* _TASK DESCRIPTION_:
In the text below on manufacturing output, which equation is used to get manufacturing output once capital is introduced?

* _TEXT SHOWN_:
::::
Aggregate income is expressed as

$$E=\frac{L}{t}\left[\frac{2\beta -1}{\beta -\left(1-\beta \right)\eta }\right]{\left[\frac{p_M}{{\left(r^{\ast }\right)}^{1-\beta }}\right]}^{1/\beta }{n}_k^{1/\left(\sigma -1\right)}.$$

A.3. Manufacturing and Nontradable Outputs and Employment

Without borrowing capital from the international capital market, manufacturing output is expressed as

$$y_M={\left(\frac{X}{\beta }\right)}^{\beta }{\left(\frac{L_X}{1-\beta }\right)}^{1-\beta }={\left[\frac{n^{\sigma /\left(\sigma -1\right)}\overline{x}}{\beta }\right]}^{\beta }{\left[\frac{\left(1-\beta \right)\mathit{nt}\overline{x}}{\beta \left(1-\beta \right)}\right]}^{1-\beta }=\frac{\overline{x}}{\beta }{t}^{1-\beta }{n}^{1+\beta /\left(\sigma -1\right)}.$$

When capital (machines) is introduced, manufacturing output is

$$y_{\mathit{Mk}}={\left(\frac{X}{\beta }\right)}^{\beta }{\left(\frac{K}{1-\beta }\right)}^{1-\beta }={\left[\frac{n^{\sigma /\left(\sigma -1\right)}\overline{x}}{\beta }\right]}^{\beta }{\left[\frac{\left(1-\beta \right)\mathit{ntw}\overline{x}}{r^{\ast }\beta \left(1-\beta \right)}\right]}^{1-\beta }=\frac{\overline{x}}{\beta }{\left(\frac{p_M}{r^{\ast }}\right)}^{\left(1-\beta \right)/\beta }{n}^{\sigma /\left(\sigma -1\right)},$$

where equation (2.6) is used.
::::
* _PROVIDED INFORMATION_:

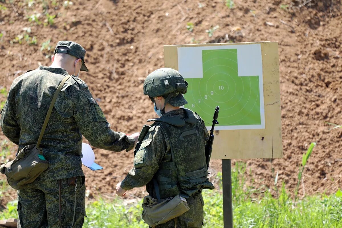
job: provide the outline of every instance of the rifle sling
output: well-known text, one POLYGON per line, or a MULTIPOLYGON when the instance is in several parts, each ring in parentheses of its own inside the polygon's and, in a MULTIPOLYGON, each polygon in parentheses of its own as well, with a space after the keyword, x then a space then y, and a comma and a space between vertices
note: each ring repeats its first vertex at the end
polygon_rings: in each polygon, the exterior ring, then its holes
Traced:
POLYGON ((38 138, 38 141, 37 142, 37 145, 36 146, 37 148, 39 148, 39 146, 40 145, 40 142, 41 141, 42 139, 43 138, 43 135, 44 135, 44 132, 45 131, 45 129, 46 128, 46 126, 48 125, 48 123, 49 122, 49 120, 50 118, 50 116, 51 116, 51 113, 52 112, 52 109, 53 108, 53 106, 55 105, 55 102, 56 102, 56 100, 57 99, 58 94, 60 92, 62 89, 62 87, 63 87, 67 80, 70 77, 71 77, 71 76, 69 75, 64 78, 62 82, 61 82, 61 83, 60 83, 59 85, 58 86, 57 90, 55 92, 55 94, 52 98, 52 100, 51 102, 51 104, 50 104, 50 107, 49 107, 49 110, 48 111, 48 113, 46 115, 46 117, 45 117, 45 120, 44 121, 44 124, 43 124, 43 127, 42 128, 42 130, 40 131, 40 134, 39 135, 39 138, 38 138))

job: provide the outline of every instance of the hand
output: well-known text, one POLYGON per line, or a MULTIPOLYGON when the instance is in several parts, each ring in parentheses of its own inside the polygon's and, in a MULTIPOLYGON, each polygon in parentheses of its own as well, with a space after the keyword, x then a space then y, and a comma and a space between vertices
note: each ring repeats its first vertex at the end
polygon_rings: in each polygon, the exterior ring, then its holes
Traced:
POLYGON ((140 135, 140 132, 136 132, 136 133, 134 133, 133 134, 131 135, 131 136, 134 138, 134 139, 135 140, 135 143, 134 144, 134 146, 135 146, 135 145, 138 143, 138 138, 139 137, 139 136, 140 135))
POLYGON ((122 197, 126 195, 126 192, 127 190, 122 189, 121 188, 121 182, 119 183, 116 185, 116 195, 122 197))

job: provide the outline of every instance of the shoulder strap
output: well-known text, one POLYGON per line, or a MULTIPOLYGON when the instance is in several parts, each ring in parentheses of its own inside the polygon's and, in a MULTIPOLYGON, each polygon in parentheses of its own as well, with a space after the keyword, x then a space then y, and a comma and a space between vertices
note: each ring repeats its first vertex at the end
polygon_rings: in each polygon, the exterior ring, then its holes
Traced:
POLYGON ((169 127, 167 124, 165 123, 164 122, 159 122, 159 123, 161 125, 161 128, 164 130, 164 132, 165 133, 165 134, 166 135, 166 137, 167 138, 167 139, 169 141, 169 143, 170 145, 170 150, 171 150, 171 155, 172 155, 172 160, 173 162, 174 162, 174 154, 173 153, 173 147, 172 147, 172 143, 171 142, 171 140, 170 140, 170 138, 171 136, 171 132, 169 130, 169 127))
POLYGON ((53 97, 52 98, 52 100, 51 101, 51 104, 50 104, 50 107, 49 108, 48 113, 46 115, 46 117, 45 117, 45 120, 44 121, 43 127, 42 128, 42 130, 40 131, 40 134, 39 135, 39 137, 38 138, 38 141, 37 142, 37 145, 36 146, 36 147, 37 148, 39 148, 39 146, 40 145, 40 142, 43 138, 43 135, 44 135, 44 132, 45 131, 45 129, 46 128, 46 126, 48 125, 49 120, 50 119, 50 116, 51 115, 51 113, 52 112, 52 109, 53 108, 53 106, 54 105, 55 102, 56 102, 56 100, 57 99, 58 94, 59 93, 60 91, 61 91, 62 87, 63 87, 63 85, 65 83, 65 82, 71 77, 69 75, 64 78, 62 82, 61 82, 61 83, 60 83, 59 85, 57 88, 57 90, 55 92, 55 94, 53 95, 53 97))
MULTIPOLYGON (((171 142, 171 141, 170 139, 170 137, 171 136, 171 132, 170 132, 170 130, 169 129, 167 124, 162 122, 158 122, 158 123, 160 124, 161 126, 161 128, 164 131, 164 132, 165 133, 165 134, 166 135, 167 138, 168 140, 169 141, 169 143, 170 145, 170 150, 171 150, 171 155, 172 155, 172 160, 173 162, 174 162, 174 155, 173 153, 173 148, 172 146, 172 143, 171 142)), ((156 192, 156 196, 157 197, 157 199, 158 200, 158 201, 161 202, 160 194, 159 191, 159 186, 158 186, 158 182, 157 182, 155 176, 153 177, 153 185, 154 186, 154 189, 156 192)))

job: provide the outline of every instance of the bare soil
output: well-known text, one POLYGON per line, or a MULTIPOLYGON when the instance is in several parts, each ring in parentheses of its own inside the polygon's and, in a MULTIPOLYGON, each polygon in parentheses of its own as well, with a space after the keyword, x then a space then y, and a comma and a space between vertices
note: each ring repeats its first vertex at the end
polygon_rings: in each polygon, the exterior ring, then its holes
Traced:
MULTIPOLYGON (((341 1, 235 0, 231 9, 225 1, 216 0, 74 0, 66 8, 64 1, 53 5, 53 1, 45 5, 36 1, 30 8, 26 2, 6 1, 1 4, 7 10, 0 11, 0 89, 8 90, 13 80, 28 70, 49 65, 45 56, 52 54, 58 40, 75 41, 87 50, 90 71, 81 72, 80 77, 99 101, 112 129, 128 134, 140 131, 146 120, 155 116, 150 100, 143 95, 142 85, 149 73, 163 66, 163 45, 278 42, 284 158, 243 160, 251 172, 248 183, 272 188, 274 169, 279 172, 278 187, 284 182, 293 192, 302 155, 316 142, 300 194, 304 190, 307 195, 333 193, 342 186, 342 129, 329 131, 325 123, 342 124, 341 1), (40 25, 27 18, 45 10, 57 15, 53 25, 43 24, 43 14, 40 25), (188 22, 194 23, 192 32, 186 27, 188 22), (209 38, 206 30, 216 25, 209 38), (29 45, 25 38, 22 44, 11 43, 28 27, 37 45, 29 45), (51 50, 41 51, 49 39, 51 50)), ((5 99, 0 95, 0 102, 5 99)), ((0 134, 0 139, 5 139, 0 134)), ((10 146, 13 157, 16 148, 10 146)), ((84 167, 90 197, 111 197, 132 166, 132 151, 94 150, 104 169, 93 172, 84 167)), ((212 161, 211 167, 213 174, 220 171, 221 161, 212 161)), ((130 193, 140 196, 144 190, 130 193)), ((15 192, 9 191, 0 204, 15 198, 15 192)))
::::
* _ANSWER SECTION_:
Equation (2.6).